Description of the task: Swap each "photograph" in the records below for "image" and write out their lines again with no other change. Omit the pictures.
--------
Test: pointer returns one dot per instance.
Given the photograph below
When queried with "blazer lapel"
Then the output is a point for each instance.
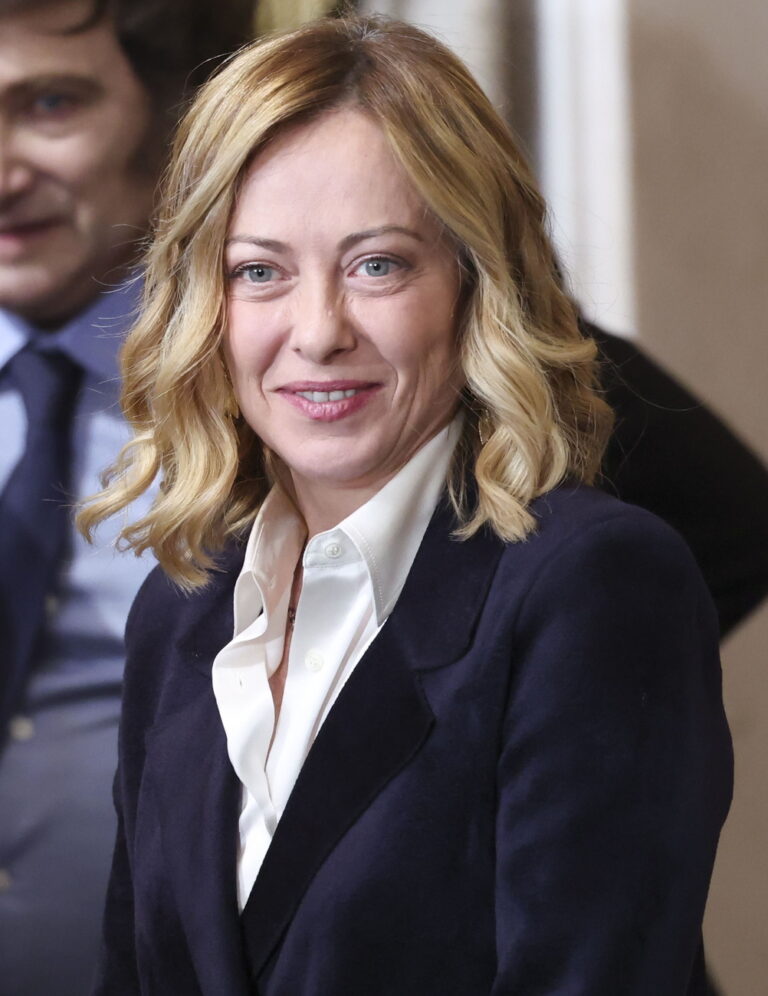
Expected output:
(197, 795)
(378, 723)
--------
Task response:
Test: pointer returns one dot per instance.
Given the image below
When queried with "blazer lapel"
Then the output is a point for each instance.
Expected output:
(197, 795)
(378, 723)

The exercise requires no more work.